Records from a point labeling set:
════════════════════

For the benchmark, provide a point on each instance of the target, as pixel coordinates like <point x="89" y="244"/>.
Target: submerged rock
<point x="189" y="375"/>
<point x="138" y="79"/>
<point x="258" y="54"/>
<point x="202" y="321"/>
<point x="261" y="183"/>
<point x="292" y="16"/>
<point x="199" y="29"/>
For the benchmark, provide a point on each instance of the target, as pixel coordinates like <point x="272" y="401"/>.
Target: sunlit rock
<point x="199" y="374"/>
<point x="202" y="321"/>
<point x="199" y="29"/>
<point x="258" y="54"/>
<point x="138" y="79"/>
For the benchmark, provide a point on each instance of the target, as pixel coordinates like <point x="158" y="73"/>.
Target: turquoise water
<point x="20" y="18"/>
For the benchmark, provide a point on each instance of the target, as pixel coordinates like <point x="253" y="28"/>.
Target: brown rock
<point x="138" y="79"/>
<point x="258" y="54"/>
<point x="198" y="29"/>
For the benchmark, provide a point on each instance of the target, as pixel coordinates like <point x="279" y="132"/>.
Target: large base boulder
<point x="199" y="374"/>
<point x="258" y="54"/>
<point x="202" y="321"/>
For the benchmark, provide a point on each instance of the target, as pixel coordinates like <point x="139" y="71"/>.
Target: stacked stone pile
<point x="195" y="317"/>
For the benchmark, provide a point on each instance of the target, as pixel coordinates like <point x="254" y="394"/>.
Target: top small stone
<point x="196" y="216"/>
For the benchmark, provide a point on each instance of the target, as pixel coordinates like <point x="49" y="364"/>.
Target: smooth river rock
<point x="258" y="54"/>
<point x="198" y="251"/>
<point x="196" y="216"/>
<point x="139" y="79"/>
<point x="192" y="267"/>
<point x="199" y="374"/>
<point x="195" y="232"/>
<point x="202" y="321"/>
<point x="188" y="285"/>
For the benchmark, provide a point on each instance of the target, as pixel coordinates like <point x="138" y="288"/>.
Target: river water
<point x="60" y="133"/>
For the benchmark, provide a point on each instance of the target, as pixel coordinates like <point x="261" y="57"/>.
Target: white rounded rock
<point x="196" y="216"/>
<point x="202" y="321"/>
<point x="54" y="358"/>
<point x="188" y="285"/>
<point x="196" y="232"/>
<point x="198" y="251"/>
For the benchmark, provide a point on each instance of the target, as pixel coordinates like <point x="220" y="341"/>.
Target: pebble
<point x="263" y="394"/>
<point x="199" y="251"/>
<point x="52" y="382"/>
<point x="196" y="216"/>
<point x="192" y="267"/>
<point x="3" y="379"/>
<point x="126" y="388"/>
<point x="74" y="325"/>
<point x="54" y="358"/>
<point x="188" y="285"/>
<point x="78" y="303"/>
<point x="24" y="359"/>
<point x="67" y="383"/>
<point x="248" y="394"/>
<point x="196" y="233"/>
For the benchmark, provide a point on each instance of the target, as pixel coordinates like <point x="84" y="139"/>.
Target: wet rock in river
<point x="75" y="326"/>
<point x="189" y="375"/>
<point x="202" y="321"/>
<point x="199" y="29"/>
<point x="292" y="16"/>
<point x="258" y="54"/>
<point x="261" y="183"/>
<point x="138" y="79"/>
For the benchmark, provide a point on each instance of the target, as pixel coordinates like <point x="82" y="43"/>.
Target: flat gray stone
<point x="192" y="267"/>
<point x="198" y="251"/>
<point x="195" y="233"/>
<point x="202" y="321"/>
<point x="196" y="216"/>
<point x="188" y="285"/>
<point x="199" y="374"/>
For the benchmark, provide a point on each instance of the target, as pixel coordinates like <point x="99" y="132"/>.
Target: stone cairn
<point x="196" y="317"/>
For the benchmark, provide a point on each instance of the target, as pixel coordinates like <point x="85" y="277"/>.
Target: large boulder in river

════════════════════

Short exercise. Extract every record. Keep wording exact.

Reply.
For the benchmark, provide a point on each instance of the target, as pixel coordinates like <point x="89" y="244"/>.
Target: submerged rock
<point x="189" y="375"/>
<point x="138" y="79"/>
<point x="258" y="54"/>
<point x="202" y="321"/>
<point x="261" y="183"/>
<point x="292" y="16"/>
<point x="199" y="29"/>
For the benchmark, provide a point on each instance of the target, as pixel coordinates like <point x="272" y="401"/>.
Target: sunlit rock
<point x="199" y="374"/>
<point x="202" y="321"/>
<point x="199" y="29"/>
<point x="258" y="54"/>
<point x="138" y="79"/>
For the benchmark, provide a point on each instance of the target, as pixel coordinates like <point x="158" y="73"/>.
Target: turquoise water
<point x="20" y="18"/>
For the benchmark, provide a point on each instance of the target, as pixel coordinates like <point x="253" y="28"/>.
Target: brown rock
<point x="138" y="79"/>
<point x="258" y="54"/>
<point x="198" y="29"/>
For the benchmark, provide a point on each instance of the target, as pixel coordinates like <point x="279" y="132"/>.
Target: large base boulder
<point x="199" y="374"/>
<point x="258" y="54"/>
<point x="202" y="321"/>
For the benchmark, provide a point on each instance of the target, as pixel coordinates like <point x="139" y="71"/>.
Target: stacked stone pile
<point x="195" y="317"/>
For the benchmark, provide a point on each instance of the target, as pixel coordinates like <point x="254" y="394"/>.
Target: top small stone
<point x="196" y="216"/>
For the benchmark, provide a point on each instance of the target, as pixel coordinates like <point x="49" y="364"/>.
Target: smooth river rock
<point x="258" y="54"/>
<point x="198" y="251"/>
<point x="196" y="216"/>
<point x="139" y="79"/>
<point x="192" y="267"/>
<point x="199" y="374"/>
<point x="195" y="232"/>
<point x="202" y="321"/>
<point x="188" y="285"/>
For the benchmark, provide a point on each instance of the target, as pixel coordinates like <point x="138" y="288"/>.
Target: river water
<point x="60" y="133"/>
For the benchmark, provide a point on each instance of the target, as pixel coordinates like <point x="261" y="57"/>.
Target: white rounded rock
<point x="196" y="216"/>
<point x="202" y="321"/>
<point x="54" y="358"/>
<point x="188" y="285"/>
<point x="196" y="232"/>
<point x="198" y="251"/>
For the benchmark, provide a point on each instance of the target, as pixel coordinates like <point x="220" y="341"/>.
Target: pebble
<point x="263" y="394"/>
<point x="199" y="251"/>
<point x="52" y="382"/>
<point x="196" y="216"/>
<point x="192" y="267"/>
<point x="3" y="379"/>
<point x="126" y="388"/>
<point x="74" y="325"/>
<point x="54" y="358"/>
<point x="188" y="285"/>
<point x="78" y="303"/>
<point x="24" y="359"/>
<point x="67" y="383"/>
<point x="248" y="394"/>
<point x="196" y="233"/>
For the benchmark, provide a point on each instance of the target, as pixel coordinates like <point x="84" y="139"/>.
Target: wet rock in river
<point x="75" y="326"/>
<point x="189" y="375"/>
<point x="202" y="321"/>
<point x="199" y="29"/>
<point x="292" y="16"/>
<point x="258" y="54"/>
<point x="261" y="183"/>
<point x="138" y="79"/>
For the benchmark, provide a point on each instance of the target, as pixel coordinates like <point x="82" y="43"/>.
Target: flat gray stone
<point x="192" y="267"/>
<point x="198" y="251"/>
<point x="195" y="233"/>
<point x="202" y="321"/>
<point x="196" y="216"/>
<point x="188" y="285"/>
<point x="199" y="374"/>
For the benchmark, provide a point on each instance of the target, as pixel coordinates like <point x="99" y="132"/>.
Target: stone cairn
<point x="196" y="317"/>
For the benchmark, provide a point on each instance of the target, as pixel coordinates like <point x="85" y="277"/>.
Target: large boulder in river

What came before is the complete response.